__Exercise details__.
Pick out every line in the items below that contains the word "blue", treating uppercase and lowercase as different, and copy those lines.

[Rows from a dataset]
════════

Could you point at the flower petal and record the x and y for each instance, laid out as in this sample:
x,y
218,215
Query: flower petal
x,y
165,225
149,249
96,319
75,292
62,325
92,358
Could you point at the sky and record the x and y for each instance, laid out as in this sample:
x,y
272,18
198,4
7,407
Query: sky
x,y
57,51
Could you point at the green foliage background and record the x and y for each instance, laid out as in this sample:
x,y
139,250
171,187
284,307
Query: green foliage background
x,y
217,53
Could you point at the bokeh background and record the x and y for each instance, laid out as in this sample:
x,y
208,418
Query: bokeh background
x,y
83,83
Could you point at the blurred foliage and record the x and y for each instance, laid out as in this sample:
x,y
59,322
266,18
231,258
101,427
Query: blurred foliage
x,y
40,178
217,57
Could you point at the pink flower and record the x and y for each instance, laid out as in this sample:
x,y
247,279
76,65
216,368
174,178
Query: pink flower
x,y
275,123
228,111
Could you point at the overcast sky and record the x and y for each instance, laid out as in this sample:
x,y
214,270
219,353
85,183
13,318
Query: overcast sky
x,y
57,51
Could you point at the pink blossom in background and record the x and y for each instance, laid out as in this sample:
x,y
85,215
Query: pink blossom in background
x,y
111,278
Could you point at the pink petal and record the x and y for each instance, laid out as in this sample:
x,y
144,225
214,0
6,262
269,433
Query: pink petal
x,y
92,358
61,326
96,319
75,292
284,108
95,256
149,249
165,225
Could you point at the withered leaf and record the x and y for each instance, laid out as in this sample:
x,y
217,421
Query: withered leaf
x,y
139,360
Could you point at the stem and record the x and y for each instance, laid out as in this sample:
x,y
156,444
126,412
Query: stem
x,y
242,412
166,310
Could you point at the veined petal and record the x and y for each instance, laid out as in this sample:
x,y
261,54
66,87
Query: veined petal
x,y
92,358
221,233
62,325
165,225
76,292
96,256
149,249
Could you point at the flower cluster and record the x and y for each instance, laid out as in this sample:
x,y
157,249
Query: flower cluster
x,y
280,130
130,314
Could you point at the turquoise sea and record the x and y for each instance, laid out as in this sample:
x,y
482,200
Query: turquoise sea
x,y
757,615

════════

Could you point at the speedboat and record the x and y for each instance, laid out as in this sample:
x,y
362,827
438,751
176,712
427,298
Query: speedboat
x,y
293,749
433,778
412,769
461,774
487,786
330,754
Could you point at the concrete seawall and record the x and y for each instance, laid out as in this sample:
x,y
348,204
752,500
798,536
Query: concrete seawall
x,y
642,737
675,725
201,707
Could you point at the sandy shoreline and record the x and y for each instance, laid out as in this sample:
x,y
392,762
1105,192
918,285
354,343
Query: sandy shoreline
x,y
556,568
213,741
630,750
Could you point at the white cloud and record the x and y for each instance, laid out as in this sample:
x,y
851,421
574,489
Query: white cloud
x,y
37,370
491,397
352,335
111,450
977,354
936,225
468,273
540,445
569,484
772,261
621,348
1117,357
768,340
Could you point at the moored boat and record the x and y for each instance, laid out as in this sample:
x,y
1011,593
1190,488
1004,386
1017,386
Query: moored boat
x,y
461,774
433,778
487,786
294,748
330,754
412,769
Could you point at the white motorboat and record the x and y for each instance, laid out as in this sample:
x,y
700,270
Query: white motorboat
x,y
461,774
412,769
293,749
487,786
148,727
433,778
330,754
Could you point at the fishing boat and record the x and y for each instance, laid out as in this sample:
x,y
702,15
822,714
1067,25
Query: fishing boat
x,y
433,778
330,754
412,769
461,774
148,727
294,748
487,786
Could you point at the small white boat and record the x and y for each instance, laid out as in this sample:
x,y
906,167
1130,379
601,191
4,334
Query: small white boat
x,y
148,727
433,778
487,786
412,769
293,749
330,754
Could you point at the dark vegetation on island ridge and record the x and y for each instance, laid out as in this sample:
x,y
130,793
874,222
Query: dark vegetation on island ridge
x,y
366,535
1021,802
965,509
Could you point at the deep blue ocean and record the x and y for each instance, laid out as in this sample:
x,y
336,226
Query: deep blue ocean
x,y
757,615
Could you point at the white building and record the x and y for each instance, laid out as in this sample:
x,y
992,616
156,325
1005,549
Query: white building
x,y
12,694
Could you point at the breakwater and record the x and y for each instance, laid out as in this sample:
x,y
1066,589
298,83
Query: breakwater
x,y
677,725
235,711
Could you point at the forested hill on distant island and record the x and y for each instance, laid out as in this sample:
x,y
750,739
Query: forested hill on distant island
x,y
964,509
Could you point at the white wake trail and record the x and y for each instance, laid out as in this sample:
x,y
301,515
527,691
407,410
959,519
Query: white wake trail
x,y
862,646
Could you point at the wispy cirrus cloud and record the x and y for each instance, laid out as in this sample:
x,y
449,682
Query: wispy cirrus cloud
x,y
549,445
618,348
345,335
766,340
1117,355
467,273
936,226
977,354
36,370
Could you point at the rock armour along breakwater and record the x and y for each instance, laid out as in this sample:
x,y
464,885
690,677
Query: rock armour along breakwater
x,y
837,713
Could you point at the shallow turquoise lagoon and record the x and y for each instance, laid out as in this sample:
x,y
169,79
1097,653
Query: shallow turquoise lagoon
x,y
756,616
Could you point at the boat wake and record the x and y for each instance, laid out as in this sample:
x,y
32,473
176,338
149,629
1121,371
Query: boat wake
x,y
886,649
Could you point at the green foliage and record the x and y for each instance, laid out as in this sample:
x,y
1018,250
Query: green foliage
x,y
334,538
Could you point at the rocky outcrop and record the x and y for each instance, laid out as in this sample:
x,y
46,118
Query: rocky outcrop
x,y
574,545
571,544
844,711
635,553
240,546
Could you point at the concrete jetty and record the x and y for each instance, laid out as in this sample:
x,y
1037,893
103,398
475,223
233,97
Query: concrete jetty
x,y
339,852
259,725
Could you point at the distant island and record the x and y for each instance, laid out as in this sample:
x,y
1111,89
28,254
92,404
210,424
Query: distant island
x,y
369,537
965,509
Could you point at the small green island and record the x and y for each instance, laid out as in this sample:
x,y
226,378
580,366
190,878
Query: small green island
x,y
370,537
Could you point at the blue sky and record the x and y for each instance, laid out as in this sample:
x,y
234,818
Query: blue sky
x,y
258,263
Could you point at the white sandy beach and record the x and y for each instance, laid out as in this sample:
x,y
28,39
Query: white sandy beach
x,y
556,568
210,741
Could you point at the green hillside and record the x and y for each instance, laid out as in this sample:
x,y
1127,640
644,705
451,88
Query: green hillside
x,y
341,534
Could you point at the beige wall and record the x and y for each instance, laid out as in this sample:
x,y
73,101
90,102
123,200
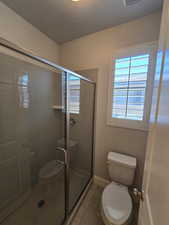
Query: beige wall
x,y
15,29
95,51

════════

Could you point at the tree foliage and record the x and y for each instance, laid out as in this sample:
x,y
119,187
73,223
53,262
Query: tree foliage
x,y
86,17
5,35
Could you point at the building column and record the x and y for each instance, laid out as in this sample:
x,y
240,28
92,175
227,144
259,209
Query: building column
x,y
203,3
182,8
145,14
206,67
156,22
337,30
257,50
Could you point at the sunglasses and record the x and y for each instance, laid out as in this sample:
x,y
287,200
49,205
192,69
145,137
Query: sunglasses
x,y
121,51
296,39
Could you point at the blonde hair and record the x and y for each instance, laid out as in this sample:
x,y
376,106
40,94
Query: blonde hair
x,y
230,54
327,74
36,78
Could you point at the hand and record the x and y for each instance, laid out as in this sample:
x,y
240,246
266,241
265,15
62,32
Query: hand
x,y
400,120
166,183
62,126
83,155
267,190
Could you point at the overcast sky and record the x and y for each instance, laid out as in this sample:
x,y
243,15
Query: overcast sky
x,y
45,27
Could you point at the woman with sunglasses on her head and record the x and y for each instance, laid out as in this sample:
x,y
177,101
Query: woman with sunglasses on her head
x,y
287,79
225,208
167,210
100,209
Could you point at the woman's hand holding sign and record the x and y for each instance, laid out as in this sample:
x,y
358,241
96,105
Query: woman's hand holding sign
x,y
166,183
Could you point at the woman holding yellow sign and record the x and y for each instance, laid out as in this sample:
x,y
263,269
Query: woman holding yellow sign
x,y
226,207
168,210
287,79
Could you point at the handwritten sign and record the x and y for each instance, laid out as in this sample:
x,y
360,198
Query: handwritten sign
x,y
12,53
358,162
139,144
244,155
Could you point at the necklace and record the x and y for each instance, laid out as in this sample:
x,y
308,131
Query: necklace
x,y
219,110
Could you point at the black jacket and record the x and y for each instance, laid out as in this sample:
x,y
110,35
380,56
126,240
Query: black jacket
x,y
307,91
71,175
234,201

════════

__Final answer__.
Could you point at the deep blue ocean and record the x and y for each instance, laid out as in this sample:
Query: deep blue ocean
Could you point at the blue sky and record the x and y for each instance, laid out as in this sample:
Query: blue sky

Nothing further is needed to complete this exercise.